* **Given passage**
3.3. The Influence of CaO on the Distribution of Sulfur in the Roasted Products

In order to reveal the law of sulfur conversion during the roasting process, the roasted products under different CaO dosage were analyzed for sulfur phases. The results are shown in Figure 7.

Figure 7 presents that when no CaO was added for roasting, the sulfur in the roasted product mainly occurred in the form of troilite and sulfate, and the distribution ratio of sulfur was 95.15% and 4.85%, respectively. It shows that the sulfur in the pyrite after reduction roasting mainly produced troilite; that is, reactions (4)–(6) occurred. When the amount of CaO was 5 wt%, the distribution ratio of sulfur in oldhamite and troilite was 68.27% and 26.92%, respectively. This was because CaO and gaseous sulfur reacted (7) and (8) to produce oldhamite, which inhibited the progress of the reaction (6) between gaseous sulfur and metallic iron. As the amount of CaO continued to increase, the sulfur in the oldhamite gradually increased, and the sulfur in the troilite gradually decreased. When the amount of CaO was 15 wt%, the distribution ratio of sulfur in oldhamite rose to 91.27%, and the distribution ratio of sulfur in troilite decreased to 4.85%. The results revealed that reactions (7) and (8) were further enhanced, and reaction (6) was further suppressed.

3.4. The Influence of CaO on the Microstructure of the Roasted Products

The SEM images of the roasted products with additive CaO dosages of 0, 5 wt%, 10 wt%, and 15 wt% are shown in Figure 8. The SEM-EDS images and elemental surface scanning images of the roasted products without CaO and with 15 wt% CaO are shown in Figure 9 and

Table 5. Chemical composition of points indicated in Figure 9 (wt%).

Point	C	S	Ca	Fe	Phase
1	0.27	36.17	0.25	63.31	Troilite
2	0.18	44.10	54.97	0.75	Oldhamite

.

* **Work to do**
(a) Begin at the words "3.3. The Influence" and stop after "in Figure 7.". Rewrite that span of the passage on CaO in roasted products with "CaO" changed to "calcium oxide".
(b) Gather every line of the listing that contains the word "blurred".
The listing has no connection to the passage on CaO in roasted products.

Location identification entries:

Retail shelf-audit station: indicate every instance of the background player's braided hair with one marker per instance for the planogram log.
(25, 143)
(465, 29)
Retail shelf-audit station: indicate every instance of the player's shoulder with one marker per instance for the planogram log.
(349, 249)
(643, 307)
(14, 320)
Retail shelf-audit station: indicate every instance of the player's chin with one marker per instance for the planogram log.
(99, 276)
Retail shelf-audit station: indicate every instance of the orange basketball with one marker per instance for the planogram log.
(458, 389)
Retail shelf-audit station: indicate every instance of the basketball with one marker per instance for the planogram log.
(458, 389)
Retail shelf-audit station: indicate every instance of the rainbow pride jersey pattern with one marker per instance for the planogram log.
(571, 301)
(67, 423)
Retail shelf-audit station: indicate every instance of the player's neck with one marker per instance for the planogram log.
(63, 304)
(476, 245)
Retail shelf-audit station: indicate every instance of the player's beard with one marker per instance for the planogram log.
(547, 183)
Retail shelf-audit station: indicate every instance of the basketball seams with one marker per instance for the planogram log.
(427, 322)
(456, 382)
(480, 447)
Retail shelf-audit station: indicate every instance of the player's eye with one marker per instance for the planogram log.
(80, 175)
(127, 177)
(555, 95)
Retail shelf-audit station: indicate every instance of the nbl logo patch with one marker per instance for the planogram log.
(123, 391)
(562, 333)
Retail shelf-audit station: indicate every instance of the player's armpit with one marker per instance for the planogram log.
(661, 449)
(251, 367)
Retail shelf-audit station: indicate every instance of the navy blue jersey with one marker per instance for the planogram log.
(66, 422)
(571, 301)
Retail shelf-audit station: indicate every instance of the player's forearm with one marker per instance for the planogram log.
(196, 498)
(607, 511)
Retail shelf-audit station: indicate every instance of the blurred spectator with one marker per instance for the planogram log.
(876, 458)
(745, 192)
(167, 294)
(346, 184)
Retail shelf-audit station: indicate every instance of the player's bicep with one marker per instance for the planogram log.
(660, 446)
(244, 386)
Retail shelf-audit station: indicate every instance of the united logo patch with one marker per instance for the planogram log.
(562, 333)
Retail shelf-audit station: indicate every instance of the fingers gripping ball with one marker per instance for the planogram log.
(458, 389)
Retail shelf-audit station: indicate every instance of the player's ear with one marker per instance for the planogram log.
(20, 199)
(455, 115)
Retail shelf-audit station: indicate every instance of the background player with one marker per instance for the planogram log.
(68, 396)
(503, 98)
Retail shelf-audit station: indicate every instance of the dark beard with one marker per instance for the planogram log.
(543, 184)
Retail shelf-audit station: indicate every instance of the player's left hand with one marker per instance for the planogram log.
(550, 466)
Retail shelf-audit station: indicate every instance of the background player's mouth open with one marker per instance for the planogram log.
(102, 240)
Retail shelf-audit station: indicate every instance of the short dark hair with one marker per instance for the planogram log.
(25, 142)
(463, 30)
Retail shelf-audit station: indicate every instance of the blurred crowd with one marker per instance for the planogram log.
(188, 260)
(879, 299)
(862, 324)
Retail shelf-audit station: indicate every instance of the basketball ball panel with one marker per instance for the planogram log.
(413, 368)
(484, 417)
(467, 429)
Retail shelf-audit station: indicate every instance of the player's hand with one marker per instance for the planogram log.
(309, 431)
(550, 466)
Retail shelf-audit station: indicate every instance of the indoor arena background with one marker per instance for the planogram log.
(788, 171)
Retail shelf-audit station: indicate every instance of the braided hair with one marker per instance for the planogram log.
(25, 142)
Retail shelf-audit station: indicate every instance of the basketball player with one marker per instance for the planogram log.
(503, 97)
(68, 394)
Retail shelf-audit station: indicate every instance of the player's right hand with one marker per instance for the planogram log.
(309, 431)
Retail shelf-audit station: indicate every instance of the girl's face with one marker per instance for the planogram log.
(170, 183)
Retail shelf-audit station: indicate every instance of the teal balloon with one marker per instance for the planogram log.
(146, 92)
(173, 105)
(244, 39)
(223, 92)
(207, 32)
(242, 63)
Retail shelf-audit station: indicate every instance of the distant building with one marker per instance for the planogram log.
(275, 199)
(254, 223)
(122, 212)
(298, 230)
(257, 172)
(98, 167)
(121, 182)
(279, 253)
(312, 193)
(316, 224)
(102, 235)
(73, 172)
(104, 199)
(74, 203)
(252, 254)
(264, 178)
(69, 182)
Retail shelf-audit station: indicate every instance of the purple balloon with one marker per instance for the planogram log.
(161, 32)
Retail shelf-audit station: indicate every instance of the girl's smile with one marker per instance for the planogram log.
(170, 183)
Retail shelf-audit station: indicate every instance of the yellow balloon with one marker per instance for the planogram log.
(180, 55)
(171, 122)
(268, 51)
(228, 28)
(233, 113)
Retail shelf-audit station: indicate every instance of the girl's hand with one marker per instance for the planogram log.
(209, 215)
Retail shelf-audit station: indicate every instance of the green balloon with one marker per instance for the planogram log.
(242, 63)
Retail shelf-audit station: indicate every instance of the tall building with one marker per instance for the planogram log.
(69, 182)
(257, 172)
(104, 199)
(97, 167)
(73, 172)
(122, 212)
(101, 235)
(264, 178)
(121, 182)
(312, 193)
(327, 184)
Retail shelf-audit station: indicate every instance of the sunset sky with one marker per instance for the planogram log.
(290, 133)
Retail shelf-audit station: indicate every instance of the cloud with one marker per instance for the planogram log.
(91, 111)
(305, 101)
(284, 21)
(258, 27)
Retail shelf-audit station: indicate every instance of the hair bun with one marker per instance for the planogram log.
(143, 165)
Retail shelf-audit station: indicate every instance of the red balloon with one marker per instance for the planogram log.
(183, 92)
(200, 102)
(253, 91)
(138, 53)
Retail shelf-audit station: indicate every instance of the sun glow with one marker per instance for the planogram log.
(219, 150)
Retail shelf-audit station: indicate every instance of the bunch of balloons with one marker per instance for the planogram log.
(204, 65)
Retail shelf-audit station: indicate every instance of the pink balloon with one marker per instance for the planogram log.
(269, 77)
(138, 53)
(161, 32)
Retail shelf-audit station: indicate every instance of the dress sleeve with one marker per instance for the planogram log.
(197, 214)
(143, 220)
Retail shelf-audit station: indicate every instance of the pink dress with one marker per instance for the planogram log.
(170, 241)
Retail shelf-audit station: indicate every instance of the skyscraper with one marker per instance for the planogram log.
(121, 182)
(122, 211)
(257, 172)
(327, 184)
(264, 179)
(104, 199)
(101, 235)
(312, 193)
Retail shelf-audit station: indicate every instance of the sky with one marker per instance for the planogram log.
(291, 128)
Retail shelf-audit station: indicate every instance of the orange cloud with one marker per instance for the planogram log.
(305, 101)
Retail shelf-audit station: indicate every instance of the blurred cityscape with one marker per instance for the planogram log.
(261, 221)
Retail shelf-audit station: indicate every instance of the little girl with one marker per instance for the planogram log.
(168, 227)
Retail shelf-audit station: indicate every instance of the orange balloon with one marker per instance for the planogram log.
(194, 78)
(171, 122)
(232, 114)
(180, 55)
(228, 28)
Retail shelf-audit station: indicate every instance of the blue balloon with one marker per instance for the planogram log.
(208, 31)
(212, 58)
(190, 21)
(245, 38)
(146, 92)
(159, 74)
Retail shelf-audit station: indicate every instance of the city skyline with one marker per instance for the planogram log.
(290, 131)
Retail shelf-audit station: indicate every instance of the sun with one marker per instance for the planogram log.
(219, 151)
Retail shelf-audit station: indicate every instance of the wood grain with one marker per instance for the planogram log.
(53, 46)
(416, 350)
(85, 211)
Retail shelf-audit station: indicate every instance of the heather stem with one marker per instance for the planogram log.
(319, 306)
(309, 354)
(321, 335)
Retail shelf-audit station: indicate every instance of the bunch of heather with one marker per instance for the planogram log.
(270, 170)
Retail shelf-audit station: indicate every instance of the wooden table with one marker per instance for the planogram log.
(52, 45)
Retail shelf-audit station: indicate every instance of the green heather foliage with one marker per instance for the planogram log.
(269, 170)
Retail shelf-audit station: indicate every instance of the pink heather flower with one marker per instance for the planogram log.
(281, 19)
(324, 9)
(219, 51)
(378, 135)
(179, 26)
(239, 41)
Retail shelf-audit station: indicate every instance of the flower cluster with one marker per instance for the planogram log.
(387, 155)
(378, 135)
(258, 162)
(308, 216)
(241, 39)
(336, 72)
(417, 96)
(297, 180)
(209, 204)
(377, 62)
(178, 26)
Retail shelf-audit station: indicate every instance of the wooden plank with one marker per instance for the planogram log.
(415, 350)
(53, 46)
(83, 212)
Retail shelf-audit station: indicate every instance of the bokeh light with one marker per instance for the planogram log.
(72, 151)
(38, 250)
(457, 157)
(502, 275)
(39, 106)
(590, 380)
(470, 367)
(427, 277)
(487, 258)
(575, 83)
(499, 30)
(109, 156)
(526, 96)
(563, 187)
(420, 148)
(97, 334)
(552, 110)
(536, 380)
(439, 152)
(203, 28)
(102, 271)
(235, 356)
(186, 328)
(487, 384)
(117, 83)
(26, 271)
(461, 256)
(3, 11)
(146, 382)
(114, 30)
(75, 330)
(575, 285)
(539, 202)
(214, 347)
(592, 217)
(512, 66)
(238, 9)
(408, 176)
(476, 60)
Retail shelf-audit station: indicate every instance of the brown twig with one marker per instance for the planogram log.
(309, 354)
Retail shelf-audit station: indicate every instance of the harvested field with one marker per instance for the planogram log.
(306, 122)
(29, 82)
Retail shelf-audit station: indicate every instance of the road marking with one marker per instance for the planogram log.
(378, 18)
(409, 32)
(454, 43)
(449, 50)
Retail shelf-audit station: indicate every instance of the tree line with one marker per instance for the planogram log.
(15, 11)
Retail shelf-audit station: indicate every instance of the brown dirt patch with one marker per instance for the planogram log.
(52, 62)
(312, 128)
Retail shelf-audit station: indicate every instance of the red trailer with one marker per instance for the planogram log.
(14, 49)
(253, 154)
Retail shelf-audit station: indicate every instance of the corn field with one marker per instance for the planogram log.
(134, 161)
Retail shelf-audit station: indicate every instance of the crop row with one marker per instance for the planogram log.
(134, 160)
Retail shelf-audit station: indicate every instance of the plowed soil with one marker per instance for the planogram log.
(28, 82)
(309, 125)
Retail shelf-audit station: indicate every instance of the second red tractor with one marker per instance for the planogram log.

* **Task-by-task results**
(a)
3.3. The Influence of calcium oxide on the Distribution of Sulfur in the Roasted Products

In order to reveal the law of sulfur conversion during the roasting process, the roasted products under different calcium oxide dosage were analyzed for sulfur phases. The results are shown in Figure 7.

(b)
Retail shelf-audit station: indicate every instance of the blurred spectator with one marker per instance for the planogram log.
Retail shelf-audit station: indicate every instance of the blurred crowd with one marker per instance for the planogram log.
Retail shelf-audit station: indicate every instance of the blurred cityscape with one marker per instance for the planogram log.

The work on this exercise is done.